* What is needed
Every line below that contains "dark" is to be copied.
----------
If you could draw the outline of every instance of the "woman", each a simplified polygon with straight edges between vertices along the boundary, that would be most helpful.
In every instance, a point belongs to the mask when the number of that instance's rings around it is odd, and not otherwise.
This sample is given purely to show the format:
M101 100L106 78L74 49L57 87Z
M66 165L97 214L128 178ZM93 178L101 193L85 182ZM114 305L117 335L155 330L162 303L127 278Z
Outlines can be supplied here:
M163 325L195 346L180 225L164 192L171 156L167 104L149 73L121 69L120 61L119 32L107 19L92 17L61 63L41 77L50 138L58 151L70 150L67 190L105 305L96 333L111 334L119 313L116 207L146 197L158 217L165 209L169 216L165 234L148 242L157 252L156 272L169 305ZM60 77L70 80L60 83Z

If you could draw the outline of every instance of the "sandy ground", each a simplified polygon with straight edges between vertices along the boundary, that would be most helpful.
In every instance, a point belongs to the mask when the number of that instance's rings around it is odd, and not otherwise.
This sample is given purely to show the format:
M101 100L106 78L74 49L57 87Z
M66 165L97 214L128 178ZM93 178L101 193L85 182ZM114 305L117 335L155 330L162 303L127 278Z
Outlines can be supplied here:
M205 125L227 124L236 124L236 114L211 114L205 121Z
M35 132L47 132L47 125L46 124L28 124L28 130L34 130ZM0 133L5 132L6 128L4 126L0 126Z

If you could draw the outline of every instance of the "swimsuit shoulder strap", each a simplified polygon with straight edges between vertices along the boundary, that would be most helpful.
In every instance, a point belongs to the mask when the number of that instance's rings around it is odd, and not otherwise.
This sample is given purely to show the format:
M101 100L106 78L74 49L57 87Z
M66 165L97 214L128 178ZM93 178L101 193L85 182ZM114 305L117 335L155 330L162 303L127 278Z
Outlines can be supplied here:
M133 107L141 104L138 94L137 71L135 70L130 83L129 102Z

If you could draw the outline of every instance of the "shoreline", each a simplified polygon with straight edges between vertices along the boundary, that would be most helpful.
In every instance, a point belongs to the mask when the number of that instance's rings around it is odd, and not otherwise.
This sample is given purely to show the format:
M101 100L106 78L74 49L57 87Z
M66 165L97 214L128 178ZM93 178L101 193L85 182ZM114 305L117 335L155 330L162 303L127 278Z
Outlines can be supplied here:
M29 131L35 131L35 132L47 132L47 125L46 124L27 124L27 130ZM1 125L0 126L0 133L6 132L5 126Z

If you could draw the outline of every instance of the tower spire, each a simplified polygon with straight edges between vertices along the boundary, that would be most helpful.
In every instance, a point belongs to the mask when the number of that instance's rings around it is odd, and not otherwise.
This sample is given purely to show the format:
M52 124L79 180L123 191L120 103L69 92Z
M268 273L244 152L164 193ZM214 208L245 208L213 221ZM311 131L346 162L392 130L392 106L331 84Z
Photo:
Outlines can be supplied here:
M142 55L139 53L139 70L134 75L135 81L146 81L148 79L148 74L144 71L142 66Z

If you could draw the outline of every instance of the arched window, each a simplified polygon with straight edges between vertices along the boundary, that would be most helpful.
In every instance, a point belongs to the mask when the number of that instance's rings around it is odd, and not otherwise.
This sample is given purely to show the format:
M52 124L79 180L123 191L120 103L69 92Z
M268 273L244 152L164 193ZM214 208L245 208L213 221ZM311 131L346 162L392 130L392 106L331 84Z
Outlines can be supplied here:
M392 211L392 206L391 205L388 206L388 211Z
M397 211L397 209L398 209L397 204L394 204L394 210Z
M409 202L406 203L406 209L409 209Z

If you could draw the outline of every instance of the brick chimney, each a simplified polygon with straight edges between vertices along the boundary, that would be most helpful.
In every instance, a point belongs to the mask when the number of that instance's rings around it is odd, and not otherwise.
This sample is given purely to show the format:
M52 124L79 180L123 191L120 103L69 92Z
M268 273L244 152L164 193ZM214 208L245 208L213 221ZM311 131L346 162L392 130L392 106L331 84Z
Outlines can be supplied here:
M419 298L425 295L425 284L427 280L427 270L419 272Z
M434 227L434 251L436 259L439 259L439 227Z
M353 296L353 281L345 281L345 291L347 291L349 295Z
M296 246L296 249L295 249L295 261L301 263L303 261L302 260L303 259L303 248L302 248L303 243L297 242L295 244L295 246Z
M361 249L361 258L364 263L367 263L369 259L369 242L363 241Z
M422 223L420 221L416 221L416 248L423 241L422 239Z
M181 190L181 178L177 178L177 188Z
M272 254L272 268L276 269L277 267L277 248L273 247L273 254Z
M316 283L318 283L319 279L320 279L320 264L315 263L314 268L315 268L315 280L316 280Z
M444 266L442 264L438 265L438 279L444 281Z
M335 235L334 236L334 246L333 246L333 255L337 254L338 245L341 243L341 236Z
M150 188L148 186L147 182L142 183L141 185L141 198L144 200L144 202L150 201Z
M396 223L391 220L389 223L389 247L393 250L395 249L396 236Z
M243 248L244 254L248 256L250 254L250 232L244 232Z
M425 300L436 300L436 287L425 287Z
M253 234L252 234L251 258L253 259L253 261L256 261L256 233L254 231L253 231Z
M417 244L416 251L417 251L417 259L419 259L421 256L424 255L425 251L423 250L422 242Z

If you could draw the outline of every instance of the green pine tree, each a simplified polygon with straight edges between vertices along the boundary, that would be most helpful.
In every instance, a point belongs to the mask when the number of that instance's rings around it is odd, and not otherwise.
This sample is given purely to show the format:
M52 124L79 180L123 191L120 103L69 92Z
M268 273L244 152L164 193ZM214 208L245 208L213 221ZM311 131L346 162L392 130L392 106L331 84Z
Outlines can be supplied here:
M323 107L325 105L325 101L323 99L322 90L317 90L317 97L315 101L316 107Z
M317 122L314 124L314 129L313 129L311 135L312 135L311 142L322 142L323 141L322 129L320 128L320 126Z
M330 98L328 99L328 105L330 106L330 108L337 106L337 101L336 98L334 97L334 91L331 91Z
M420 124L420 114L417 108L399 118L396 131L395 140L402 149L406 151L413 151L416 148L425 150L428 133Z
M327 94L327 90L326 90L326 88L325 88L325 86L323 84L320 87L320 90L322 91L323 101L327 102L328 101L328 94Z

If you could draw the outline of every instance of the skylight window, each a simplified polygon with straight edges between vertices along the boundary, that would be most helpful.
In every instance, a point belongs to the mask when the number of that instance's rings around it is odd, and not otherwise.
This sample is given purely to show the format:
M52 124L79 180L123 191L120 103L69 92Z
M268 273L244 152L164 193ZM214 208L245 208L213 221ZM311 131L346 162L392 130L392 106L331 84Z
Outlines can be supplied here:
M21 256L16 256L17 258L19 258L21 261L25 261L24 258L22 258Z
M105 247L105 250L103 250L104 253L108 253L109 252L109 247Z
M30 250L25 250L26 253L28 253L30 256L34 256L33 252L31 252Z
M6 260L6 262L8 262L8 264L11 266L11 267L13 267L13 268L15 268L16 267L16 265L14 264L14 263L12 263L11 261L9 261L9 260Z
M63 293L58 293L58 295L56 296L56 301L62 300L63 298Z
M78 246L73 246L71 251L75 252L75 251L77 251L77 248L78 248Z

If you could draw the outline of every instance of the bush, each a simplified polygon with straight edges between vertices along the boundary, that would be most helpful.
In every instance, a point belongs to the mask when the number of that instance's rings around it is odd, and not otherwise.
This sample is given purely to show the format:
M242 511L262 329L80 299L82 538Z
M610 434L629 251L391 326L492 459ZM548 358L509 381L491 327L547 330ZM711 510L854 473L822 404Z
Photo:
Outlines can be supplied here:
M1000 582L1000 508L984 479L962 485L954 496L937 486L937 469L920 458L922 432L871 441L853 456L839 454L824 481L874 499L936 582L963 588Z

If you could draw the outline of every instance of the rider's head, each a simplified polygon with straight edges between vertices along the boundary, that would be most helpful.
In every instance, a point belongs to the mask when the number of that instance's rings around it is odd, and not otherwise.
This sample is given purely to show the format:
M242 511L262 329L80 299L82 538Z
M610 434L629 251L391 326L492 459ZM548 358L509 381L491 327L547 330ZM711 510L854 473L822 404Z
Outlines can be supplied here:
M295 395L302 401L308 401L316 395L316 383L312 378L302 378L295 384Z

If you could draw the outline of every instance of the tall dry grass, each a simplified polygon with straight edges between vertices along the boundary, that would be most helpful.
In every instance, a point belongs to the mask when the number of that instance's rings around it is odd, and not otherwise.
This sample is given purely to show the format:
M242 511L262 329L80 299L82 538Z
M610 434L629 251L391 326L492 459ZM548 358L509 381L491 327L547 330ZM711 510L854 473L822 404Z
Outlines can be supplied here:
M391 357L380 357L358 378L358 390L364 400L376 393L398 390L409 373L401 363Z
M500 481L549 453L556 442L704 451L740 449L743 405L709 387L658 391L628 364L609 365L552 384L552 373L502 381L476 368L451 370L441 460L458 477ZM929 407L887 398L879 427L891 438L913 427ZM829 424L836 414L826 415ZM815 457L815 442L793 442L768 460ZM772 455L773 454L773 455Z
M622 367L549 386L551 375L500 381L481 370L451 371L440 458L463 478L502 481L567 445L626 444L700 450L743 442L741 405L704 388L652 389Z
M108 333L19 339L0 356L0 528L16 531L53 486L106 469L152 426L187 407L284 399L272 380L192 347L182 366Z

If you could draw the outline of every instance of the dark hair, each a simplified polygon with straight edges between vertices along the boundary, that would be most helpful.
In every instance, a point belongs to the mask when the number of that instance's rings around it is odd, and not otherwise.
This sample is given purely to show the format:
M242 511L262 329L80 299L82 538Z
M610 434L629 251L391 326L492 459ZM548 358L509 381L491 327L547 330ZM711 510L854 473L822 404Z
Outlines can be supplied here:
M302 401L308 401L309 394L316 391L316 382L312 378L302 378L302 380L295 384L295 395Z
----------
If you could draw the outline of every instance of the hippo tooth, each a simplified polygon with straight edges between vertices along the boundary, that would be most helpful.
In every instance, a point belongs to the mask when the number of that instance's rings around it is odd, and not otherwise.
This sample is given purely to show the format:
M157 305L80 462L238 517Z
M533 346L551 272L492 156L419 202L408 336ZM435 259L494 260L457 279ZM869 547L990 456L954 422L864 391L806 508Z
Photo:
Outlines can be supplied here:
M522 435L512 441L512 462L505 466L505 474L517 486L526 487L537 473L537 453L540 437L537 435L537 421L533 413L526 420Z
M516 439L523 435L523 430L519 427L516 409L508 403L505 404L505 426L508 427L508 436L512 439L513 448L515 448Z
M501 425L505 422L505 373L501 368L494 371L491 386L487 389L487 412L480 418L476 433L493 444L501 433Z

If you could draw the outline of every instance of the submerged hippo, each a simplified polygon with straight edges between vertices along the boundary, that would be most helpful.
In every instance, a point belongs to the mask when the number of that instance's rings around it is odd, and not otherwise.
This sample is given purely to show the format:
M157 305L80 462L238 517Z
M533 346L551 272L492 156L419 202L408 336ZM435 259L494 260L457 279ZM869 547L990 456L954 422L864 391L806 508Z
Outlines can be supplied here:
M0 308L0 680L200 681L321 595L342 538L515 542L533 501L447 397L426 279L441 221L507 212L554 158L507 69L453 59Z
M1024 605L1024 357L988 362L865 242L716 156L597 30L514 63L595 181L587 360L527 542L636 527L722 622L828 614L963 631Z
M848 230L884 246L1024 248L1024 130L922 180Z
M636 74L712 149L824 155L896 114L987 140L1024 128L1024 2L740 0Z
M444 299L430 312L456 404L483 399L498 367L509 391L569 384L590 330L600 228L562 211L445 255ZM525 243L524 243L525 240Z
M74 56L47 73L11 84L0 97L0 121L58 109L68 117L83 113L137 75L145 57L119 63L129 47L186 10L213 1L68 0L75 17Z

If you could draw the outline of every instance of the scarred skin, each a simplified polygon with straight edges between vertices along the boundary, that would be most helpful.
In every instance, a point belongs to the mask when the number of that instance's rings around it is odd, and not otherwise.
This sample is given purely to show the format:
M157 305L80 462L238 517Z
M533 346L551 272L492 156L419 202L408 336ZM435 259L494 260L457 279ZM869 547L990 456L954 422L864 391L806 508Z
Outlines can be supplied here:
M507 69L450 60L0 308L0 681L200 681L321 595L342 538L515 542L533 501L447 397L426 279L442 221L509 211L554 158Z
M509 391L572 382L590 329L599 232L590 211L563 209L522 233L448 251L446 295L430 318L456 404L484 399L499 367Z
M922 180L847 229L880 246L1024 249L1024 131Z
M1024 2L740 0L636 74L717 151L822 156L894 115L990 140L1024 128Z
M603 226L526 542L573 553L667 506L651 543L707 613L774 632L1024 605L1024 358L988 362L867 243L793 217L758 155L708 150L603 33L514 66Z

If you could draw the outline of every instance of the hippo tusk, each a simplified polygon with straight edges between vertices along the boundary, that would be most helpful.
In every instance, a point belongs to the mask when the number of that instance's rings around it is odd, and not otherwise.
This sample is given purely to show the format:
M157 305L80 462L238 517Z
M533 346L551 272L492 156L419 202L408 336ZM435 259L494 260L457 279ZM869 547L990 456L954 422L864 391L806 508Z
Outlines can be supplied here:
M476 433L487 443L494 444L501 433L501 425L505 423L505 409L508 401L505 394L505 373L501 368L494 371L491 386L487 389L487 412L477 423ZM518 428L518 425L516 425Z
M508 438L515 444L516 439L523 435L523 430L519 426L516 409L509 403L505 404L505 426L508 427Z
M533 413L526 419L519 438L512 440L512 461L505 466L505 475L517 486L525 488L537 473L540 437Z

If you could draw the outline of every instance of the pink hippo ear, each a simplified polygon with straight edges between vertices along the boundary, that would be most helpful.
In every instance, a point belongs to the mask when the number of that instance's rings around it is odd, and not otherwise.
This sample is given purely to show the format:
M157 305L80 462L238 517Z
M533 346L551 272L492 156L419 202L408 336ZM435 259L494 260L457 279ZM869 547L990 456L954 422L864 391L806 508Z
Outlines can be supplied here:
----------
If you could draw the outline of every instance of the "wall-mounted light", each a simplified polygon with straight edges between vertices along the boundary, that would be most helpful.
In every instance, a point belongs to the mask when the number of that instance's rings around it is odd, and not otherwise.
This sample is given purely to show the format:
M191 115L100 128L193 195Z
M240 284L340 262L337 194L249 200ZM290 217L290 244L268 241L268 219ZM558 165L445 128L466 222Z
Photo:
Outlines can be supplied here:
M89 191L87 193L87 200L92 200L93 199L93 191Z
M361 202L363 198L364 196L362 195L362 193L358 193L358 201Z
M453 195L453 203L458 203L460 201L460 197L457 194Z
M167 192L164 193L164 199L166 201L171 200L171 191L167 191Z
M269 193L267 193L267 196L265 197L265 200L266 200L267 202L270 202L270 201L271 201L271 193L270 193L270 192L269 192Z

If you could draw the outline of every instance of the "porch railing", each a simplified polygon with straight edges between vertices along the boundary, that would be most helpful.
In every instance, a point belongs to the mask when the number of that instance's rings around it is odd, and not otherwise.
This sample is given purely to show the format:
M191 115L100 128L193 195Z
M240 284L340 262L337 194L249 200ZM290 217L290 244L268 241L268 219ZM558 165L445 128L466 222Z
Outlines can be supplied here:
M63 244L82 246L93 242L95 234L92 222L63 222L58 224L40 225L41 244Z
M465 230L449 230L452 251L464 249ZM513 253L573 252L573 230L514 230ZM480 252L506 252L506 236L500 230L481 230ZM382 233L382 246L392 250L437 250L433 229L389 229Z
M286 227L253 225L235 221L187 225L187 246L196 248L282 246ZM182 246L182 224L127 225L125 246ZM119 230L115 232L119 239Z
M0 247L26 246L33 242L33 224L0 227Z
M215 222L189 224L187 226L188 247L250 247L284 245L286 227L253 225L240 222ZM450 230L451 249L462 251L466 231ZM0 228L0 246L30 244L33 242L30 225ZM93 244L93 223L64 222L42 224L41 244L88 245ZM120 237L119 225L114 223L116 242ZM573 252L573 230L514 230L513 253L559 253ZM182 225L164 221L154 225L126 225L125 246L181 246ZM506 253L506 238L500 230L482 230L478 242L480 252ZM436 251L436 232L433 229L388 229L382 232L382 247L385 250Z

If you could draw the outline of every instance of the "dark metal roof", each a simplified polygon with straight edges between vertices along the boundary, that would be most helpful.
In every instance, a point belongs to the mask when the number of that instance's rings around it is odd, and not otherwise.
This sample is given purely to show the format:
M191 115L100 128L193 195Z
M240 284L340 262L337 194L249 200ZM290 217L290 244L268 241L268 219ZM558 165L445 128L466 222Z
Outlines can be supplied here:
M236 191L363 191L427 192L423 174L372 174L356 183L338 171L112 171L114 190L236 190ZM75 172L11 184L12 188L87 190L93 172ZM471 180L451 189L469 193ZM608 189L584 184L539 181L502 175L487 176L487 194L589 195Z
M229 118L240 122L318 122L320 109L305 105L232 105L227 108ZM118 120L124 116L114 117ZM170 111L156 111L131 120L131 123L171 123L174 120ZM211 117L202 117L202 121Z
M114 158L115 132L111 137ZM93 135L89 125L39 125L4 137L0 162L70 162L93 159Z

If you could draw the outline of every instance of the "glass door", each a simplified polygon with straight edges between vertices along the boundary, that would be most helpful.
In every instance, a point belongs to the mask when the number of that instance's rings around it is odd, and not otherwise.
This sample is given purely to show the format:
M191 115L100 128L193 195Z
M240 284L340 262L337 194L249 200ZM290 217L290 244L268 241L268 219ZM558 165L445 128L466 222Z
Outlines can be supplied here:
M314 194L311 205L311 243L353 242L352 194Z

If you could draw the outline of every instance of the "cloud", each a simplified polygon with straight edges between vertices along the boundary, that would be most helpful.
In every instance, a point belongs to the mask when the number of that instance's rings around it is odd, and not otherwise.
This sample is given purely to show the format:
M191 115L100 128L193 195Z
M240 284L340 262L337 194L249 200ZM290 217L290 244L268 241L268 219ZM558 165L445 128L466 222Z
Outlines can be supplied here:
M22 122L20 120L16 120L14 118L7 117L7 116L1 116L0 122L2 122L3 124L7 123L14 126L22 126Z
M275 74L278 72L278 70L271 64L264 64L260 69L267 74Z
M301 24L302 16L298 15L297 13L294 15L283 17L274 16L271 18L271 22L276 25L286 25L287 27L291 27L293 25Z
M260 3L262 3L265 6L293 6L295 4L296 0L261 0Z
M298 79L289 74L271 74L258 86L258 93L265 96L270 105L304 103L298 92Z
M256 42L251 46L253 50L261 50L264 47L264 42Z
----------
* Written solution
If you could draw the outline of every instance of the dark hair, each a simplified polygon with straight edges between vertices along the boundary, that would be most helpful.
If you could draw the outline of every instance of the "dark metal roof", each a simplified polygon with straight edges between vertices along the boundary, that would be most helpful.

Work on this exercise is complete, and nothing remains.